About this exercise:
The answer must be an exact copy of the lines from the one holding "cabin? Tag one per instance." through the final line of the entries, and nothing else.

Items from a dataset
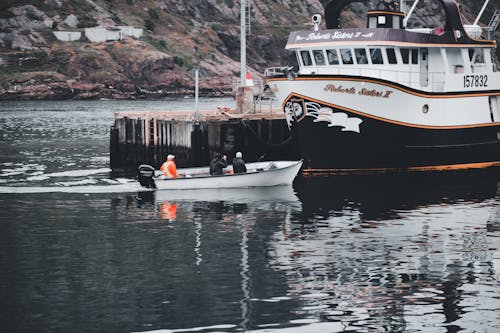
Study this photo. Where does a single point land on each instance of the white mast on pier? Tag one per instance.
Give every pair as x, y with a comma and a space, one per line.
243, 43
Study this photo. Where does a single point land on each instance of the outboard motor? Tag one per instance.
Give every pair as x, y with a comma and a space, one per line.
145, 175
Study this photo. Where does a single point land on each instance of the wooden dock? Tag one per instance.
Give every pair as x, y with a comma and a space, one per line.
147, 137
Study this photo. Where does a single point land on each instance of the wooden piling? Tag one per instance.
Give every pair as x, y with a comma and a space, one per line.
147, 137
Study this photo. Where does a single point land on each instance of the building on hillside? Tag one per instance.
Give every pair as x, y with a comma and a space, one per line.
102, 34
131, 31
67, 36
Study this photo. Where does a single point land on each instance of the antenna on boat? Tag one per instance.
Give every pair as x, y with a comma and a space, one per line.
196, 104
244, 31
316, 21
405, 20
481, 12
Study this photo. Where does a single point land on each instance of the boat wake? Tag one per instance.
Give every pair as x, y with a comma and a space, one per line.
68, 181
116, 188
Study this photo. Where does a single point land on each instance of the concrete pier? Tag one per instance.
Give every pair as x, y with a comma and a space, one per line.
147, 137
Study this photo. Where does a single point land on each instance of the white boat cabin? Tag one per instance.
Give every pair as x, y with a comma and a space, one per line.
432, 60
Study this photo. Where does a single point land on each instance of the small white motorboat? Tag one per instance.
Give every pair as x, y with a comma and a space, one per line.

Solved exercise:
Study this photo. Where does a single point land on each instance of the white boat cabin? Tag one per instance.
Give every pair as x, y with a comma and a space, one per line.
432, 60
Study this photo. Where does a single point land on each instance of the small white motorboat? Tag one per instance.
Give every pair as x, y with a comma and a space, one per line.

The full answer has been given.